* Description of the task:
Update the items below by changing every "four integers" to "four whole numbers". Leave everything else as it is.

Detection items

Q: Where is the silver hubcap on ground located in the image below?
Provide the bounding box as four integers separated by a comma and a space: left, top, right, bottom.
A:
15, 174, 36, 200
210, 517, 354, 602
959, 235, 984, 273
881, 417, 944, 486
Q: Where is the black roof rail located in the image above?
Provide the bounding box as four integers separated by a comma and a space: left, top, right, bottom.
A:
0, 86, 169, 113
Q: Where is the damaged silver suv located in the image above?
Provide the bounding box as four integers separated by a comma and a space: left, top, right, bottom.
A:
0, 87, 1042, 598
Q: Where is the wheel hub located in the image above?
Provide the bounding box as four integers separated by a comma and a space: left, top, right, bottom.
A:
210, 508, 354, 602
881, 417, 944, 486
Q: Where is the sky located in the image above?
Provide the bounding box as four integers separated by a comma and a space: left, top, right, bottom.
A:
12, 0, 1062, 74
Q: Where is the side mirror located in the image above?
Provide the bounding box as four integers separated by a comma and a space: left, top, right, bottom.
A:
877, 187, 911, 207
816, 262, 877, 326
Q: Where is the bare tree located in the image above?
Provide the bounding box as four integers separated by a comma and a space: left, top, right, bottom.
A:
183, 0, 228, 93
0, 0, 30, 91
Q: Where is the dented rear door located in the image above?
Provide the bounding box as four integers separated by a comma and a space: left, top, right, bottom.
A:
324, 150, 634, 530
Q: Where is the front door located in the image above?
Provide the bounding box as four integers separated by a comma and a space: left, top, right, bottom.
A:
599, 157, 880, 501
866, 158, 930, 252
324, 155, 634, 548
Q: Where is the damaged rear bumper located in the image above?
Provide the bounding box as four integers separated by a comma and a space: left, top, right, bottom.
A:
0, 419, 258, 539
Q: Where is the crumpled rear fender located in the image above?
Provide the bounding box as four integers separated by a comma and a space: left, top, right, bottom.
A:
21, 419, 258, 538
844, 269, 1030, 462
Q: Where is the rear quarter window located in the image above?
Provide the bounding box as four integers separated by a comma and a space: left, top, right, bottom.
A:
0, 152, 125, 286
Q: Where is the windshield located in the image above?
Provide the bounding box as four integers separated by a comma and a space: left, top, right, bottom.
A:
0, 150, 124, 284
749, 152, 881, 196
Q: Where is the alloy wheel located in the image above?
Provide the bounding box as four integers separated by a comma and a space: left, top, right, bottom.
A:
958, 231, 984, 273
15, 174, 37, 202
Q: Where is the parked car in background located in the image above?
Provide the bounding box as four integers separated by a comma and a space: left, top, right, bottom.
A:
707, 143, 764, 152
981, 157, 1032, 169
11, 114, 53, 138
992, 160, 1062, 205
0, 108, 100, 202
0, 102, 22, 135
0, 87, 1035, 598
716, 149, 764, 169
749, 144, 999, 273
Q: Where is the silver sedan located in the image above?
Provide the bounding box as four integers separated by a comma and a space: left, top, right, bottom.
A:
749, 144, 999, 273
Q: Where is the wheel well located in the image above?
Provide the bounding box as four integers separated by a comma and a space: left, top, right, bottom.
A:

* Correct response:
Q: Where is the silver hubcap on ground located in the image below?
Provide the bounding box as four whole numbers separated by a comma and a space: left, top, right, bottom.
A:
15, 174, 36, 200
210, 517, 354, 602
959, 235, 984, 273
881, 417, 944, 486
Q: Where is the black roof rail located in the image above?
Provide the bounding box as four whole numbers separated by a comma and a space: left, top, right, bottom.
A:
0, 86, 169, 113
Q: Where is the damaged silver suv located in the image above?
Provide the bounding box as four whole numbers separated by a comma and a space: left, top, right, bottom.
A:
0, 87, 1042, 598
Q: Where is the wheel hub located in the image above?
Provide the bounding box as four whole numbers separated by a comma and a space: left, top, right, bottom.
A:
210, 508, 354, 602
881, 417, 944, 486
Q: Where is the sky located in the image above?
Provide the bounding box as four whole numbers separated by a comma and a space: left, top, right, bottom.
A:
12, 0, 1062, 74
Q: Where is the side mirror located in the image above?
Provide the bounding box as four whole numbers separated by a comma and a space: left, top, right, bottom.
A:
877, 187, 911, 207
816, 262, 877, 326
Q: Where is the bare tree located in the image above?
Provide the bounding box as four whole numbers separated by a comma and a space: left, top, right, bottom.
A:
183, 0, 228, 93
0, 0, 30, 91
Q: Where is the dented rear door located in the image above?
Provide the bounding box as four whole numbers separated by a comma and a space: left, top, right, bottom.
A:
324, 150, 634, 530
Q: Where is the front door located in the image above?
Provide the bounding box as four whole numbers separated by a comma and a space: left, top, right, bottom.
A:
599, 157, 880, 501
866, 158, 930, 252
324, 155, 634, 548
Q: Where is the damaged rear bumper located in the image above?
Provide the bounding box as four whole numbers separated by a comma and a space: left, top, right, bottom.
A:
0, 419, 258, 539
Q: Where is the crumpled rear fender located in the image above?
Provide the bounding box as four whole numbers separated by a comma and a space: left, top, right, bottom.
A:
21, 419, 258, 538
844, 269, 1030, 462
Q: Where is the rear quarter window located in the image above?
Provide the bounding box as four whole numbers separated by a comma and a space: left, top, right, bottom.
A:
0, 152, 125, 286
Q: Where is the windshield located in the image above?
Provide the bounding box as four whole numbers separated by a comma and a space: left, top, right, bottom.
A:
0, 150, 124, 284
749, 152, 881, 196
Q: Where is the alloy wheel located in the image above?
Provide the bounding box as four whole numbers separated by a comma and a space: left, top, right, bottom.
A:
958, 231, 984, 273
15, 174, 37, 202
Q: Where is the parked car in background located in the image above?
Provide the bounding box as four whole numbers separated by a comma and a space: left, top, right, bottom.
A:
707, 143, 764, 152
981, 157, 1032, 169
11, 114, 53, 138
992, 160, 1062, 205
0, 108, 100, 202
0, 102, 22, 135
0, 87, 1035, 598
716, 149, 764, 169
749, 144, 999, 273
Q: Where is the silver sedan located in the image above?
Provide the bounding box as four whole numbers separated by a comma and a space: left, top, right, bottom.
A:
749, 144, 999, 273
Q: Where is the wheel well located in the image above?
Provide the bounding box as four whole numbers separated by a comma and a space: left, top, right, bottom.
A:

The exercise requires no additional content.